> _Task prompt_
Only the text belongs in the copy. Transcribe the data exactly and drop any pictures.

=====

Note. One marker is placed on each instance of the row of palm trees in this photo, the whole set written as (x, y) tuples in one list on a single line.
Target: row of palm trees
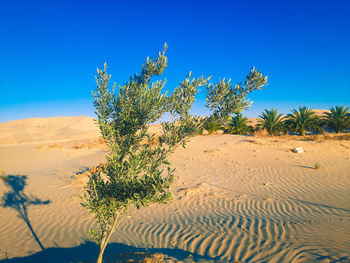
[(298, 121)]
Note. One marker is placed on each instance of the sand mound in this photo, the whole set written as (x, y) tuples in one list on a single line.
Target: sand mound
[(48, 129)]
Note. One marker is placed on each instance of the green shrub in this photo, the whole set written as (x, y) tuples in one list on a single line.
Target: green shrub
[(137, 172)]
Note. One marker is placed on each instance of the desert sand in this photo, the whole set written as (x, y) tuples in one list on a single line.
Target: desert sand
[(239, 198)]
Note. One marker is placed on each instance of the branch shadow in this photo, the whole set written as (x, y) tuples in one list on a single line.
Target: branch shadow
[(16, 199), (115, 252)]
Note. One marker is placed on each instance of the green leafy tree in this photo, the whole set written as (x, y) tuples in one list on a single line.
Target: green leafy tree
[(338, 119), (303, 120), (211, 125), (271, 121), (223, 99), (239, 125), (137, 172)]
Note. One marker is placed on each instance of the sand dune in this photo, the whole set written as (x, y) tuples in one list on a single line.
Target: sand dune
[(236, 198)]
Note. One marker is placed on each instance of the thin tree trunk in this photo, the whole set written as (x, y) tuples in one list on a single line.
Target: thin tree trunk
[(105, 241)]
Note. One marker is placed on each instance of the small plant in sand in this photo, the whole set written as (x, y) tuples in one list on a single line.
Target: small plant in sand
[(271, 121), (239, 125), (137, 172), (223, 99), (338, 119), (317, 166)]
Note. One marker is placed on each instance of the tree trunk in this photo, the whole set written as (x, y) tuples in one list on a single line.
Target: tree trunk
[(105, 241)]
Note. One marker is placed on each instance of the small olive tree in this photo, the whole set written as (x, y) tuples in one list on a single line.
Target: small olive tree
[(223, 99), (137, 172)]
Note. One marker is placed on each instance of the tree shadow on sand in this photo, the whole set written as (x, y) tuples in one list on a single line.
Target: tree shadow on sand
[(19, 201), (115, 252)]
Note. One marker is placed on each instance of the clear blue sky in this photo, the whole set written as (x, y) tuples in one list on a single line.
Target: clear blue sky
[(49, 50)]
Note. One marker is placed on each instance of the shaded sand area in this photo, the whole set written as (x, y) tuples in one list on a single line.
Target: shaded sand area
[(236, 198)]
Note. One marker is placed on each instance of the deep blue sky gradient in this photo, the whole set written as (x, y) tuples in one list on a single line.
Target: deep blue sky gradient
[(49, 50)]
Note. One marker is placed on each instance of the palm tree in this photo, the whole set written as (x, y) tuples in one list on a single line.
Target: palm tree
[(211, 125), (271, 121), (303, 120), (239, 125), (338, 119)]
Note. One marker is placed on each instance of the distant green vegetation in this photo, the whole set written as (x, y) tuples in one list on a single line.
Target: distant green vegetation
[(238, 124), (302, 121), (271, 121), (338, 119)]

=====

> _Written answer_
Note. One marker is placed on each instance of the row of palm trees in this photo, the whole set written as (x, y) tuples in one list on a single line.
Target: row of palm trees
[(298, 121)]
Note. One marker is placed on each instance of the sand mound in this photo, the whole set written as (x, y) tuples in one list on a single line.
Target: sand mound
[(48, 129)]
Note. One marker is placed on each instance of the green shrub in this photo, the whole set written as (x, y) tuples in one list on a single line.
Target: green shrub
[(137, 172)]
Note. One marker is placed on each instance of the desert sand in this photo, the whole set written as (x, y) tuples in one list on a single line.
Target: desert sand
[(239, 198)]
Note. One marker is placed on each instance of the branch shadow in this photo, the whole set written as (x, y) tuples in one list on a single line.
Target: branch shadow
[(16, 199), (115, 252)]
Note. One marker is placed on each instance of the green leafy tree in this photo, the whole set written as (x, y) tuples in one list on a single line.
Target: green leafy tree
[(338, 119), (303, 120), (211, 125), (271, 121), (223, 99), (239, 125), (137, 172)]
Note. One marker is placed on each instance of the sand dune in this photo, the whole set written as (x, y) tuples in one list on a single line.
Target: sand dune
[(236, 198)]
Note. One marker is placed on each instance of the thin tree trunk in this photo, the whole set written as (x, y) tuples in one list on a single line.
Target: thin tree trunk
[(105, 241)]
Note. One marker is placed on each instance of the small plant in sand in this photo, the whole set written as (x, y) tuples in one list on a single line.
Target: small plant in sand
[(271, 121), (239, 125), (137, 172), (223, 99), (338, 119), (317, 166)]
Note. One marker is placed on each instance of the tree trunk in this photo, the whole set written as (x, y) tuples in one list on a single line.
Target: tree trunk
[(105, 241)]
Note. One marker is placed on each instance of the small olive tree in this photo, the whole set written as (x, y) tuples in one list on a single line.
Target: small olive tree
[(223, 99), (137, 172)]
Note. One marker is placed on each instance of the tree shadow on sand in this photo, the whole set written as (x, y) tuples in one list on a single line.
Target: tree shadow on sand
[(19, 201), (115, 252)]
Note. One marker is placed on each instance of the clear blue sky in this photo, the whole set written as (x, y) tuples in one list on a single line.
Target: clear blue sky
[(49, 50)]
Note. One marker is placed on each instance of the shaded sand area in this photo, the whole set written as (x, y) tuples in one list on a single line.
Target: shaded sand area
[(236, 198)]
Note. One marker is placed on each instance of the deep blue sky gradient in this photo, the whole set written as (x, y) tuples in one list on a single line.
Target: deep blue sky gradient
[(49, 50)]
Note. One marker is placed on each instance of the palm tree in this photo, the whole set written as (x, y) tuples in one list on a single line.
Target: palm tree
[(211, 125), (271, 121), (303, 120), (239, 125), (338, 119)]
Note. One marker is placed on each instance of the distant green vegetation in this photo, the whole set written as (x, y) tuples in one list on a single line.
Target: distant green vegetation
[(238, 124), (302, 121), (271, 121), (338, 119)]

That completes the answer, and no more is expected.